## What to do
Using the data that follows, return exactly the lines from the one that contains "tree with one point per instance" through the one that contains "cloud with one point per instance", ends included.
[[ Source material open ]]
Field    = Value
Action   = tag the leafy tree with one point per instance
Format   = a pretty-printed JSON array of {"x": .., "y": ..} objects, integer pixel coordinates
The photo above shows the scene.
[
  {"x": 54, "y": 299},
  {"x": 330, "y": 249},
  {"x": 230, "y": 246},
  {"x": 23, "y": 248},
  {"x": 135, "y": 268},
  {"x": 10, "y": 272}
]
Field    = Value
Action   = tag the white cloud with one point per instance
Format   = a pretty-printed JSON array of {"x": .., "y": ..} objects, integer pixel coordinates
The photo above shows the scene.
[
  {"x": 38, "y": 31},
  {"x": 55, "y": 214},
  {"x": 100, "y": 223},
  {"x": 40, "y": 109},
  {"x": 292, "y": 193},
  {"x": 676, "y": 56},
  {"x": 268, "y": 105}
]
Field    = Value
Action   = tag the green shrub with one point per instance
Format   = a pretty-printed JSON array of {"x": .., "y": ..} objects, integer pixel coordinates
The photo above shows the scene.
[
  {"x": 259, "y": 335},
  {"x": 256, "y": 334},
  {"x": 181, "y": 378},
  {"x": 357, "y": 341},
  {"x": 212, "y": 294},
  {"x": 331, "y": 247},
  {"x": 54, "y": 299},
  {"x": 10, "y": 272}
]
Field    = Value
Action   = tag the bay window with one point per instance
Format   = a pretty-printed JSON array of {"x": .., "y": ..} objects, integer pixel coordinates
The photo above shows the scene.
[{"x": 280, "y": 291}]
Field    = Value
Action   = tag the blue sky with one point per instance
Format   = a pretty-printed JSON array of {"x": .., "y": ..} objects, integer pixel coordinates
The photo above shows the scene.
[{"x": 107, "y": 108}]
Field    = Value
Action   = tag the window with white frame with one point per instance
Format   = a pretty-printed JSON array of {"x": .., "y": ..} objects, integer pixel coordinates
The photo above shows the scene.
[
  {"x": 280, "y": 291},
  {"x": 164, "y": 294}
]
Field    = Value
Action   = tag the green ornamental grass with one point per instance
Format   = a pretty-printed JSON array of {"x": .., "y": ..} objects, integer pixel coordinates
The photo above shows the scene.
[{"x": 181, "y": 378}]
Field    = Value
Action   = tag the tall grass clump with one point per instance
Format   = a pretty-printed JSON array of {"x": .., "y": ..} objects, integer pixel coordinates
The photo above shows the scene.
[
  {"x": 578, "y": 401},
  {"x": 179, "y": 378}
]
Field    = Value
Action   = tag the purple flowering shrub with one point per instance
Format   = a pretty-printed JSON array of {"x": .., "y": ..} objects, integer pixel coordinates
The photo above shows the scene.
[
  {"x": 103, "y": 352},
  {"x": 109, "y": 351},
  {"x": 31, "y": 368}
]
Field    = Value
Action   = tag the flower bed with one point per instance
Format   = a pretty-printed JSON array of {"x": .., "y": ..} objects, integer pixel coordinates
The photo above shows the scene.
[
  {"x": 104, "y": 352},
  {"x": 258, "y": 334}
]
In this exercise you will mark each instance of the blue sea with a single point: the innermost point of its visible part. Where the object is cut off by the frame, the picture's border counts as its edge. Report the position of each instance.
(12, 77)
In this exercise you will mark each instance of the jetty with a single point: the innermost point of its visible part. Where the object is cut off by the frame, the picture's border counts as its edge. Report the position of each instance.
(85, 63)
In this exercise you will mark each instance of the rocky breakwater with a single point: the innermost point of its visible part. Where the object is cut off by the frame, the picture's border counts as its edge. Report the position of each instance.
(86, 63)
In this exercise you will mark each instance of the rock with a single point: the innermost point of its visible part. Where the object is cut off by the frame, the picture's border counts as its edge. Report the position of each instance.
[[ Source material closed ]]
## Your response
Action   = tag the leafy tree with one point per instance
Format   = a pretty-printed JSON array of {"x": .., "y": ..} objects, integer pixel coordinates
The photo above shows the scene.
[
  {"x": 54, "y": 299},
  {"x": 330, "y": 249},
  {"x": 230, "y": 246},
  {"x": 23, "y": 248},
  {"x": 135, "y": 268},
  {"x": 10, "y": 272}
]
Field    = Value
Action   = tag the white cloud with one point per instance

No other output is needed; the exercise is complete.